*** Block opens ***
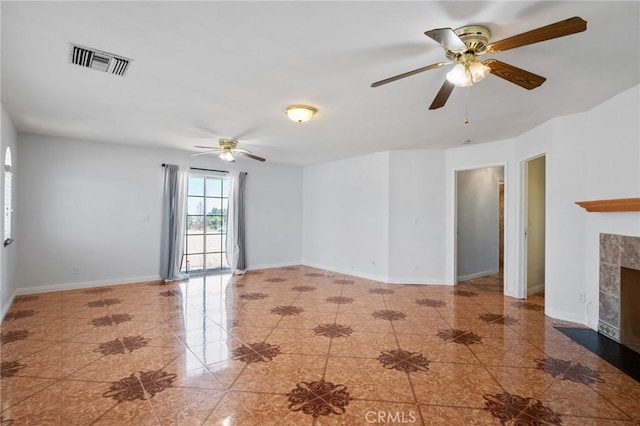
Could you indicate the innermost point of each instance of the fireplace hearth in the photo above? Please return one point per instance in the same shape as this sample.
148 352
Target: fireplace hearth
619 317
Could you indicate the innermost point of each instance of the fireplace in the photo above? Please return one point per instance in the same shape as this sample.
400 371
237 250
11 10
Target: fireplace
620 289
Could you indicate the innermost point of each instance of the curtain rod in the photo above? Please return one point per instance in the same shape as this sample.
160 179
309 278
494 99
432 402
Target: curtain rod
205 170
*** Block closes ***
*** Block opens ***
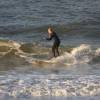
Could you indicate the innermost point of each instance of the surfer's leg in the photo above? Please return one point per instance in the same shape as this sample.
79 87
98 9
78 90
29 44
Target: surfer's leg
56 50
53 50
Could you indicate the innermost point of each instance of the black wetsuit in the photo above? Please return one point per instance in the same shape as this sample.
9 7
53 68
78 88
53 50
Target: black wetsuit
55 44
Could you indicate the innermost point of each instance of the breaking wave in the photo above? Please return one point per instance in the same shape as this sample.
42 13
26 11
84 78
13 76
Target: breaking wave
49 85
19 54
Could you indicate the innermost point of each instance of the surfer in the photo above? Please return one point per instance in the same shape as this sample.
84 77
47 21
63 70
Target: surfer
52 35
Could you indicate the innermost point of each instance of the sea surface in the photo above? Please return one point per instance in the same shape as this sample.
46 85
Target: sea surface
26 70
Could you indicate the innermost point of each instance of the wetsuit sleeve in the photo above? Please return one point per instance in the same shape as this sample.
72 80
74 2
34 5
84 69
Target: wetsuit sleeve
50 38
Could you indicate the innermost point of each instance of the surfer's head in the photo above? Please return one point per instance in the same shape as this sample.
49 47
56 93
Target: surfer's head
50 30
*** Block closes ***
*** Block opens ***
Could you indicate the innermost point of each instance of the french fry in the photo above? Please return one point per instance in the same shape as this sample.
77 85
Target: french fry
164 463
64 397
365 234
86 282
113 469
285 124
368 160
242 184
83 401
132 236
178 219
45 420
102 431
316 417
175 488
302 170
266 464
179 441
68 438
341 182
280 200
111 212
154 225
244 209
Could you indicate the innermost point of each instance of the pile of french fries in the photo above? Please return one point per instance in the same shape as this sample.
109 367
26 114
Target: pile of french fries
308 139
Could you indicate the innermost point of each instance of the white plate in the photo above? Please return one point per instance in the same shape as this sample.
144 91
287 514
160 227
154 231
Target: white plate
*** Block closes ***
▶ Your instructions
Every line above with the word "white" is to be copied out.

▶ Task solution
Could you indicate the innermost point of each instance of the white plate in the photo above? Please return one point per instance in the same shape as this sample.
Target: white plate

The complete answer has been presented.